> On 21 Nov 2017, at 03:17, Chris Lattner via swift-evolution 
> <swift-evolution@swift.org> wrote:
> 
> Yes, I agree, we need variadic generics before we can have tuples conform :-(
> 
> At the end of the day, you want to be able to treat “(U, V, W)” as sugar for 
> Tuple<U,V,W> just like we handle array sugar.  When that is possible, Tuple 
> is just a type like any other in the system (but we need variadics to express 
> it).

Eye-opening! Now I understand how important variadic generics are. Somebody 
should add that example to the Generics Manifesto. Questions:

• Doesn’t this simplification of the type system hoist Variadic Generics back 
up the list of priorities?
• Would it be desirable to implement them before ABI stability to “remove” 
tuples from the ABI?
• If not, is the current ABI already flexible enough to support them if they 
are implemented later on?

> Once you have that, then you could write conformances in general, as well as 
> conditional conformances that depend on (e.g.) all the element types being 
> equatable.
> 
> 
> We also need that to allow functions conform to protocols, because functions 
> aren’t "T1->T2” objects, the actual parameter list is an inseparable part of 
> the function type, and the parameter list needs variadics.
> 
> -Chris
> 
>> On Nov 20, 2017, at 6:10 PM, Slava Pestov <spes...@apple.com> wrote:
>> 
>> Ignoring synthesized conformances for a second, think about how you would 
>> manually implement a conformance of a tuple type to a protocol. You would 
>> need some way to statically “iterate” over all the component types of the 
>> tuple — in fact this is the same as having variadic generics.
>> 
>> If we had variadic generics, we could implement tuples conforming to 
>> protocols, either by refactoring the compiler to allow conforming types to 
>> be non-nominal, or by reworking things so that a tuple is a nominal type 
>> with a single variadic generic parameter.
>> 
>> Slava
>> 
>>> On Nov 20, 2017, at 9:06 PM, Tony Allevato via swift-evolution 
>>> <swift-evolution@swift.org> wrote:
>>> 
>>> This is something I've wanted to look at for a while. A few weeks ago I 
>>> pushed out https://github.com/apple/swift/pull/12598 to extend the existing 
>>> synthesis to handle structs/enums when a field/payload has a tuple of 
>>> things that are Equatable/Hashable, and in that PR it was (rightly)

▶ _THE TASKS_:
A – In the email thread, what does Chris Lattner say is needed before tuples can conform to protocols?
B – Reproduce the section of the email thread that begins with the words containing "Eye-opening! Now I" and ends with "from the ABI?".

▶ _GIVEN DATA_:
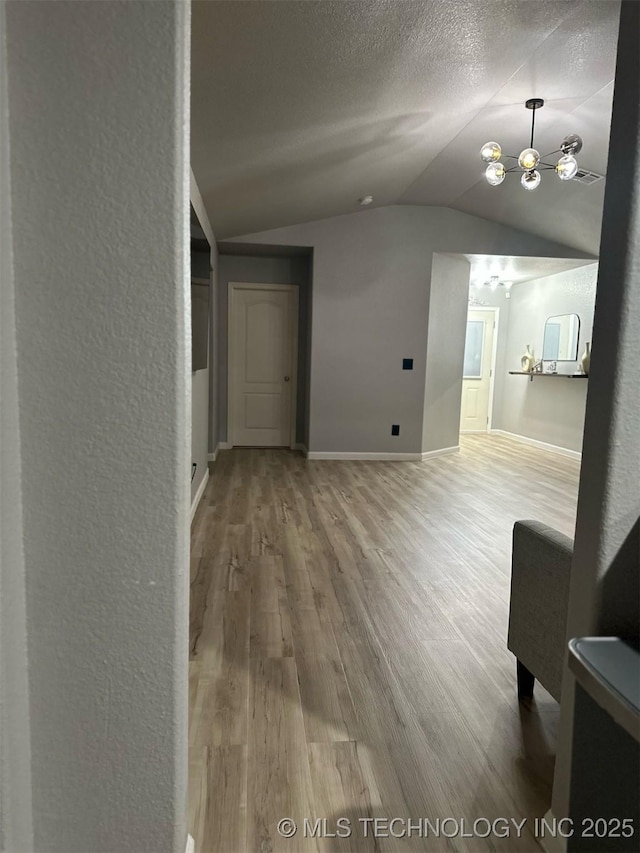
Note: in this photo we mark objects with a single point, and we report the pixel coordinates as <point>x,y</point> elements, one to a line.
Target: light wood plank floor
<point>348,648</point>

▶ _EXPECTED RESULTS_:
A – Variadic generics.

B –
Eye-opening! Now I understand how important variadic generics are. Somebody 
should add that example to the Generics Manifesto. Questions:

• Doesn’t this simplification of the type system hoist Variadic Generics back 
up the list of priorities?
• Would it be desirable to implement them before ABI stability to “remove” 
tuples from the ABI?